Open Source as a Model for Business Is Elusive - bengebre
http://www.nytimes.com/2009/11/30/technology/business-computing/30open.html?ref=business

======
olefoo
Open Source for businesses is a tactic, not a strategy. And open source
projects are orthogonal to business products.

Most of us are working on startups where it makes sense to leverage available
open-source toolkits to solve problems rather than buying prefab solutions.
But for larger and more established companies it has always been the case that
service and support costs are the primary driver of decisionmaking. Businesses
don't buy a box of bits labeled Oracle, they buy into the support structure
that trains Oracle consultants and DBAs, and that ensures that they will be
able to solve their data management problems using Oracle tools. To some
extent it doesn't matter whether the underlying software is or is not open
source, it matters whether the toolkit and the techniques that that software
represents can be used to solve problems effectively.

In situations where you need to be monkeying with the inner workings of your
infrastructure; open source is a clear win, likewise when you are strapped for
cash. But if you have cash on hand and a well supported solution that covers
your use case; a packaged solution from a vendor may be a better value.

------
rgp
The missing point in the article is the role that OS software has in the
Internet Companies. The greater economic impact is the savings and flexibility
that has companies to run on a OS platform.

I would like to hear an estimation of how costly would be to run the Internet
with only proprietary software.

------
patio11
_“In the current economic context, all companies are looking for cost-
effective I.T. solutions, and systems based on open-source software are
increasingly emerging as viable alternatives to proprietary solutions,” said
the European Commission’s competition chief, Neelie Kroes, in a recent
statement. “The commission has to ensure that such alternatives would continue
to be available.”_

Well ma'am, I've got good news and bad news for you. The good news: MySQL will
continue to be available, regardless of what you do. The bad news: MySQL will
continue to be available regardless of what you do.

------
iworkforthem
@olefoo is right.. Open source is definitely a tactics! For startup inc, it is
a excellent to build a product to sell for profits.

The same is for Enterprise Software... it is also a tactics..

------
known
I agree and I think relevant Govt regulation can boost Open source software
sales.

* **WHAT YOU SHOULD DO**
Output the passage of the thread on open source as a business model between "In situations where" and "a better value.", inclusive. These rows come from a source unrelated to the thread above.

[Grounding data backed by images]
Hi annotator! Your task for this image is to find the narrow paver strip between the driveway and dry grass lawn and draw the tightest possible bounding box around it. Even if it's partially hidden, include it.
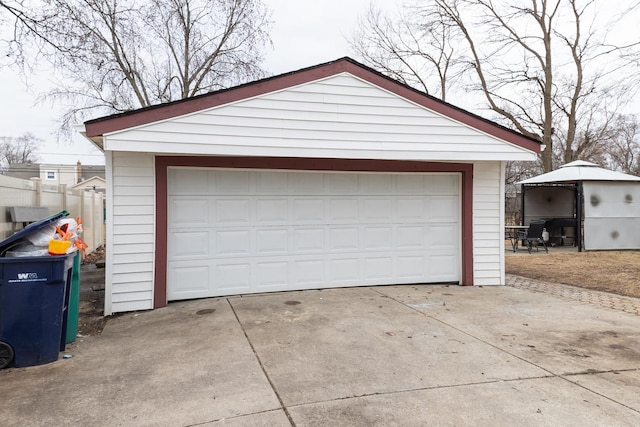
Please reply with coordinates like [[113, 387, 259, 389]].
[[506, 274, 640, 316]]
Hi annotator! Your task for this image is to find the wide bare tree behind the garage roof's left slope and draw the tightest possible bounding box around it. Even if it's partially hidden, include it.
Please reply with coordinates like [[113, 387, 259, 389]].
[[0, 0, 271, 132]]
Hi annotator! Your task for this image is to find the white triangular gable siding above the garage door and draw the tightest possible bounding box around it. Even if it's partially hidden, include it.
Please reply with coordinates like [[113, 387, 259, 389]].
[[104, 74, 532, 162]]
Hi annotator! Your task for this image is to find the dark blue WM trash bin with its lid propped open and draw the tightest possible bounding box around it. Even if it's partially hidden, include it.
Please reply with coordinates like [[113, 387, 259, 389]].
[[0, 211, 75, 369]]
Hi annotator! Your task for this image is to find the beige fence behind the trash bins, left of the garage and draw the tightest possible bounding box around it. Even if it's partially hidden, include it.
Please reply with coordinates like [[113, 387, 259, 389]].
[[0, 175, 105, 253]]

* **SOLUTION TO THIS EXERCISE**
In situations where you need to be monkeying with the inner workings of your
infrastructure; open source is a clear win, likewise when you are strapped for
cash. But if you have cash on hand and a well supported solution that covers
your use case; a packaged solution from a vendor may be a better value.